WRITTEN PROBLEM: Return the entire commentary on investor risks in the first half of 2012, word for word.

━━━ DOCUMENT SEGMENT

I’m worried—make that very worried—about the first half of 2012 for investors.
Why? Because the global economic picture looks very unfriendly to financial markets in the first six months of the year.
Not so much because the forecast for growth is so bad. In early December, economists surveyed by the Philadelphia Federal Reserve Bank projected that the US economy would grow by 2.1% in the first half of 2012. That’s a long way from a recession, but it’s not enough growth to cut quickly into today’s high unemployment rate.
Barclays is projecting that growth in China will slow to an annual rate of 7.8% in the first quarter of 2012, the quarter the investment bank is forecasting as the slowest of 2012.
And even in the Eurozone, the origin of the current global economic slowdown, the Organisation for Economic Co-operation and Development forecasts that growth will turn negative in the first part of 2012, but not by much. The end-of-November prediction of a 0.4% contraction in the first quarter of the year would amount to just a mild recession.
Not the best of times, certainly, but not exactly a replay of 2008, either. So why am I so worried?
Because stock market history argues that the correlation of the magnitude of economic growth and stock prices is not all that strong. More important are the direction of change in rates of economic growth and the degree of uncertainty about future growth rates.
On both those two measures—direction of change and uncertainty—the first half of 2012 scores as a very worrisome period.
China’s Growth Rate? Anyone’s Guess
Let me start with China to show you what I mean. Growth in China is key to demand for global commodities such as iron ore, copper, coal, and oil, and for demand for goods and services that range from Coach (COH) bags to Maxwell Technologies’ (MXWL) ultracapacitors to Ctrip.com International (CTRP) travel bookings and HSBC (HBC) investment banking services.
So what will the growth rate for China’s economy be in 2012?

━━━━━━
━━━ INFORMATION SHOWN

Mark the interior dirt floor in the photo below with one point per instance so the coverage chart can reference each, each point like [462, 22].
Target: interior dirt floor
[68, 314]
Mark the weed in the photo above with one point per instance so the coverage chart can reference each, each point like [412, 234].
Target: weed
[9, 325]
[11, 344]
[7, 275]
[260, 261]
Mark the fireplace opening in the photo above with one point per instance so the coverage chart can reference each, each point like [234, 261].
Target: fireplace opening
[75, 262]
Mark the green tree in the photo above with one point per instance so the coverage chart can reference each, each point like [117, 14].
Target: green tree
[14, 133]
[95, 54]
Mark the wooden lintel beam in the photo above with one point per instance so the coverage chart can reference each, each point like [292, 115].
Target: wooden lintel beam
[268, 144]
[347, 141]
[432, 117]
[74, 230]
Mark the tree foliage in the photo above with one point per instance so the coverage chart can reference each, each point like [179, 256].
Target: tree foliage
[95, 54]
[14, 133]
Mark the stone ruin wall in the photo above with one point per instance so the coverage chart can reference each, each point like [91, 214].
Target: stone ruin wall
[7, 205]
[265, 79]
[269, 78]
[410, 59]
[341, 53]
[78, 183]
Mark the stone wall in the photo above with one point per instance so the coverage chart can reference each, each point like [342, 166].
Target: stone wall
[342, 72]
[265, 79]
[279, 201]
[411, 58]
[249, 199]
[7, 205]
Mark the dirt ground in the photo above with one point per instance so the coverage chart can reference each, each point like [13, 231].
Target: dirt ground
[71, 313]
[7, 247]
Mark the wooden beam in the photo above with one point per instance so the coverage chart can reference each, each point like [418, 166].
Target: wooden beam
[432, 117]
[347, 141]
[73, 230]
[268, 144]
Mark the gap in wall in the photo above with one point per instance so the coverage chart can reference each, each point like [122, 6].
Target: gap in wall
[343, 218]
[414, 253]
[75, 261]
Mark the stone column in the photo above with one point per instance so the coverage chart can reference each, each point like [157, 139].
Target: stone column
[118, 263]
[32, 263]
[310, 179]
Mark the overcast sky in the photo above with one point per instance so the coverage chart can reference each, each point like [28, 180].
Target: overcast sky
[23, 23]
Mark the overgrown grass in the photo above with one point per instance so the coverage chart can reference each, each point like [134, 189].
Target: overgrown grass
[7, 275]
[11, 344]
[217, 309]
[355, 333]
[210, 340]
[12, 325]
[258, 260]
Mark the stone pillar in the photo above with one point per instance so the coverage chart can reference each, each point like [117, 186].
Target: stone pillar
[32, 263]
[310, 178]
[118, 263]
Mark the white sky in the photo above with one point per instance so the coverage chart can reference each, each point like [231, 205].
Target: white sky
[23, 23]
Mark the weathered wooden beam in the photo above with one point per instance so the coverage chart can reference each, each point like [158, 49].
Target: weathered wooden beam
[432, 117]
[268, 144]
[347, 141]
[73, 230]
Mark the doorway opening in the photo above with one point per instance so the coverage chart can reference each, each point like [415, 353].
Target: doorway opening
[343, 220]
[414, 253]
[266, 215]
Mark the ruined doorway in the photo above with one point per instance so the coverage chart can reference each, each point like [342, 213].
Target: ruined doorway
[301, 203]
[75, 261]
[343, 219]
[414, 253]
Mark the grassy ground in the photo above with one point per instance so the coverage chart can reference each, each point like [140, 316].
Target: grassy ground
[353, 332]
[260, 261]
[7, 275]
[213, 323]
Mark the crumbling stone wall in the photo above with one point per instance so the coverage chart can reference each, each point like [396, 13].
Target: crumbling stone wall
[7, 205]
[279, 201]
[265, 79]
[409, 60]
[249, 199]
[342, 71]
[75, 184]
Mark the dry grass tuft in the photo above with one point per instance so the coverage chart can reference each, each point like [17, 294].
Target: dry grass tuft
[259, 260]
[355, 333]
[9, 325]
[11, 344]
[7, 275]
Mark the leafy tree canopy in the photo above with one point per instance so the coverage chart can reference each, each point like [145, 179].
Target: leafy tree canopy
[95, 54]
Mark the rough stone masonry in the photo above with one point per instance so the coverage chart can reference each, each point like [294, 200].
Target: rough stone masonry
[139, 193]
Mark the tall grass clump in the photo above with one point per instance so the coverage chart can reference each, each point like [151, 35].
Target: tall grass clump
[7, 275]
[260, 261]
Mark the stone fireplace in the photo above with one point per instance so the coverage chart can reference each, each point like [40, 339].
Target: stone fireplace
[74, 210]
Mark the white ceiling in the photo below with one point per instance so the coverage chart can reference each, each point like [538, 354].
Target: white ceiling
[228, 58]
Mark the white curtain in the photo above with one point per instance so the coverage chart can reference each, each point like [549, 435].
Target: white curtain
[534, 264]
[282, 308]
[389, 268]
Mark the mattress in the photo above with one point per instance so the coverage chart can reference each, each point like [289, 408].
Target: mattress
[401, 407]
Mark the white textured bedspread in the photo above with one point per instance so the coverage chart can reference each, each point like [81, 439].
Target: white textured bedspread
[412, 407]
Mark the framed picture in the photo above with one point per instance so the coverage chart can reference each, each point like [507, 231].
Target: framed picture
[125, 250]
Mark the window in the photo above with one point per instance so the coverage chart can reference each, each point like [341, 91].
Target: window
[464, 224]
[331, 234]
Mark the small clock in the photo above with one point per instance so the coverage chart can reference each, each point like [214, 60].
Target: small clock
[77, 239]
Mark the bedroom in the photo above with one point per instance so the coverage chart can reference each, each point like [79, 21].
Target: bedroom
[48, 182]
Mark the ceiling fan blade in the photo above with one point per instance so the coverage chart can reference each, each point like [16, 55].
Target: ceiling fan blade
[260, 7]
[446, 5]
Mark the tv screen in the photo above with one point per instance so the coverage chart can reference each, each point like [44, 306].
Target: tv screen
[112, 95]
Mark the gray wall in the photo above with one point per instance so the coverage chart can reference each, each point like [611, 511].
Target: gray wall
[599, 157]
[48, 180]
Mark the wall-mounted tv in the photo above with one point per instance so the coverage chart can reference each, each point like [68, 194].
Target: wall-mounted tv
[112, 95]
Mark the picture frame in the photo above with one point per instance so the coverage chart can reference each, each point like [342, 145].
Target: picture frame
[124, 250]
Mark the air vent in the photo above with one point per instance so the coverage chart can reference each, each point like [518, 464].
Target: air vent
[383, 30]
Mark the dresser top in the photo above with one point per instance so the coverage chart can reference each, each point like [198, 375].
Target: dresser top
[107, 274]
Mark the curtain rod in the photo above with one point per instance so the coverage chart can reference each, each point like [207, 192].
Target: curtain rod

━━━━━━

PROBLEM SOLUTION:
I’m worried—make that very worried—about the first half of 2012 for investors.
Why? Because the global economic picture looks very unfriendly to financial markets in the first six months of the year.
Not so much because the forecast for growth is so bad. In early December, economists surveyed by the Philadelphia Federal Reserve Bank projected that the US economy would grow by 2.1% in the first half of 2012. That’s a long way from a recession, but it’s not enough growth to cut quickly into today’s high unemployment rate.
Barclays is projecting that growth in China will slow to an annual rate of 7.8% in the first quarter of 2012, the quarter the investment bank is forecasting as the slowest of 2012.
And even in the Eurozone, the origin of the current global economic slowdown, the Organisation for Economic Co-operation and Development forecasts that growth will turn negative in the first part of 2012, but not by much. The end-of-November prediction of a 0.4% contraction in the first quarter of the year would amount to just a mild recession.
Not the best of times, certainly, but not exactly a replay of 2008, either. So why am I so worried?
Because stock market history argues that the correlation of the magnitude of economic growth and stock prices is not all that strong. More important are the direction of change in rates of economic growth and the degree of uncertainty about future growth rates.
On both those two measures—direction of change and uncertainty—the first half of 2012 scores as a very worrisome period.
China’s Growth Rate? Anyone’s Guess
Let me start with China to show you what I mean. Growth in China is key to demand for global commodities such as iron ore, copper, coal, and oil, and for demand for goods and services that range from Coach (COH) bags to Maxwell Technologies’ (MXWL) ultracapacitors to Ctrip.com International (CTRP) travel bookings and HSBC (HBC) investment banking services.
So what will the growth rate for China’s economy be in 2012?